Required work:
**a)** Reproduce the Peter Willcox text word for word, from "I went to many" up to and including "Federally-approved CO duty.".
**b)** Carry on the Peter Willcox text from its last sentence, before the items that follow it.

Peter Willcox: environmental activist
13 Mar
2017
Peter Willcox is the captain of the Greenpeace campaign boat, Rainbow Warrior. He has participated in environmental campaigns for Greenpeace across the world for over 30 years. His new book, Greenpeace Captain, is out now

I went to many civil rights demonstrations in the 1950s and 1960s, culminating with the Selma to Montgomery march, a momentous occasion. It resonated with me. I grew up thinking, if I haven’t been subpoenaed by the House Un-American Activities Committee then I haven’t amounted to very much. That was my bar.

It’s a deep seated desire in all of us to find a useful way to contribute to society. It’s an important element of overall happiness. When I was 19, I was number one in the draft lottery. I knew I wasn’t going to go to Vietnam, that was absolutely out of the question, so I got Conscientious Objector status and started sailing around on the Clearwater which had been declared Federally-approved CO duty.

I love to sail. When I come home from three months at sea, I often go out on my own little boat. My grandparents started the family off sailing. My aunts and uncles were all sailors, they grew up on the water in Staten Island. My dad was racing dinghies until a couple of years ago at the age of 95! People ask if I’m interested in racing them and I say ‘I’m not old enough!’

I came to Greenpeace through Bob Hunter’s book, Warriors of the Rainbow. I was so impressed with the non-violent, direct action. I knew from my experience with the civil rights movements that if you want to change people’s minds, it’s got to be through non-violent means. If you’re trying to win a war, then you kill people. But we’re not fighting a war. We’re in the game of trying to change people’s minds. You’re not going to do that by hitting them over the head or blowing up Shell tankers.

Rows:
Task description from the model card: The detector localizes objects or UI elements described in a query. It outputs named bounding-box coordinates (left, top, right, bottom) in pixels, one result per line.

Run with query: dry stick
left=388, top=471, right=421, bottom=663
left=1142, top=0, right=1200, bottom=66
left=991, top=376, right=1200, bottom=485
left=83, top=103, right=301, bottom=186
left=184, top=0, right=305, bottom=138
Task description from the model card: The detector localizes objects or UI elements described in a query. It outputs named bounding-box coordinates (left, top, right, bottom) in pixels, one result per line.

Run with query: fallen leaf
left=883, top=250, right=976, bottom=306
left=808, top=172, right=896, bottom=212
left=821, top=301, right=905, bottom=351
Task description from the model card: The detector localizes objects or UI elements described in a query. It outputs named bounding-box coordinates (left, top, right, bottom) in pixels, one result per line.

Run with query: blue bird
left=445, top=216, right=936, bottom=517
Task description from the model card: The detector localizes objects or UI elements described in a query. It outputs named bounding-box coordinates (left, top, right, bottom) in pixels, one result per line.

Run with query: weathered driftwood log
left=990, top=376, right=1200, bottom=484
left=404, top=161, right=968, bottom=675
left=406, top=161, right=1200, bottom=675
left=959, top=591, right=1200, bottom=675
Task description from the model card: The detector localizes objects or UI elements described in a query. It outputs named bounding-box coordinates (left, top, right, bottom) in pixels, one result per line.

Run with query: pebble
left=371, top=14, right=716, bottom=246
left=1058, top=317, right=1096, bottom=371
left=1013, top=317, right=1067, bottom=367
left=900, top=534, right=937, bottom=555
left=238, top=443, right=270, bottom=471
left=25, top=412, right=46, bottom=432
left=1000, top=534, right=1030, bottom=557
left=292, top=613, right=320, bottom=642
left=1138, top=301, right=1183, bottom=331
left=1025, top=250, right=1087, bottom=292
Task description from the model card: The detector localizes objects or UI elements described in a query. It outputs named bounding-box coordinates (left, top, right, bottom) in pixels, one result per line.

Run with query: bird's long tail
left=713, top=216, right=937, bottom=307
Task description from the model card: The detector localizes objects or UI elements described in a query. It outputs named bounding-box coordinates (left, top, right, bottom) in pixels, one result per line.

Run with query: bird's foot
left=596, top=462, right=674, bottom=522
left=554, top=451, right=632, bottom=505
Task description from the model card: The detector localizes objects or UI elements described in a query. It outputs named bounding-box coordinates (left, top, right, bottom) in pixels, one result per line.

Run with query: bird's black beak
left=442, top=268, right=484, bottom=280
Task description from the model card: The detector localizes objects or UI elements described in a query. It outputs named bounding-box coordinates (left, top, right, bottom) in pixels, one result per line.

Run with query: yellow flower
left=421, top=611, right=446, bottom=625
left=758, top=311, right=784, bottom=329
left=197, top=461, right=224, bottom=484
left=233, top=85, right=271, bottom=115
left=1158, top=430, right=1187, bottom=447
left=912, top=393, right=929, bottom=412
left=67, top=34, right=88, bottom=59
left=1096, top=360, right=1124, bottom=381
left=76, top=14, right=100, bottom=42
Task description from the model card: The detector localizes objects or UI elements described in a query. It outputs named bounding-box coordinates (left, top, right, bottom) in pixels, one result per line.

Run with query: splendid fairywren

Final answers:
**a)**
I went to many civil rights demonstrations in the 1950s and 1960s, culminating with the Selma to Montgomery march, a momentous occasion. It resonated with me. I grew up thinking, if I haven’t been subpoenaed by the House Un-American Activities Committee then I haven’t amounted to very much. That was my bar.

It’s a deep seated desire in all of us to find a useful way to contribute to society. It’s an important element of overall happiness. When I was 19, I was number one in the draft lottery. I knew I wasn’t going to go to Vietnam, that was absolutely out of the question, so I got Conscientious Objector status and started sailing around on the Clearwater which had been declared Federally-approved CO duty.

**b)**
In a world of 15-year-old female suicide bombers, it’s hard to get the same ‘pop’ with the kind of actions that we did 20 years ago. I recognise that. I also recognise that the public isn’t quite as enamoured by our actions as they once were. I think that we’re going to be more selective about doing what I call ‘silly’ actions – like dressing up in penguin suits and things like that. Actions used for educating the public, for letting them know about situations, for making them aware and getting an issue into the public discourse. That’s their purpose. But they also inspire us, the people that are doing them. If you want to see an unhappy Greenpeace boat, go to one that hasn’t taken part in an action for a few months.

I have to say that if I look back at the last 40 years, I feel about as successful as a lead balloon. When I joined, I presumed that in five or ten years we’ll have written some good [anti-pollution] laws. At that time we felt like we were making some progress. In 1973, we found out about PCBs (polychlorinated biphenyls). People living along the Hudson River were suffering, the particles were washing up on the banks, becoming airborne and getting into everything. That’s when I thought, ‘This might be a little longer than five or ten years’. I never dreamed that we would be where we are today, where I feel like I’m fighting for the future of my kids. And losing the battle.

I feel as though we have to work as hard as we possibly can to mitigate the damage we’re creating. What we do now is one quarter of what we’ll have to do in five years time. It compounds every day. Some countries are doing a great job of changing, but now, in the ‘most powerful country in the world’, we’ve elected a president whose Secretary of State is going to be from ExxonMobil.

I was absolutely blown away when I heard that both Putin and Trump want to increase their nuclear stockpiles. If there’s something that is a complete waste of money – and a stupid thing to do – that’s it. We should be building windmills and solar farms, and they want to build nuclear bombs. Nobody can conceive of using them. We (the US) are the only nation that has used them. There are so many generals that have come out and said, ‘We don’t need more nukes, we’re not going to use them, they’re a terrible pain in the neck to maintain and they’re a waste of money.’ I have a little more faith in our generals than I do in our president.

There’s no question that a massive amount of spending and job creation for a green and sustainable energy future is the way to go. Business is moving there. Look at Denmark, Scotland, or Norway. They have fantastic wind farms. Some countries get it, they can see the future coming.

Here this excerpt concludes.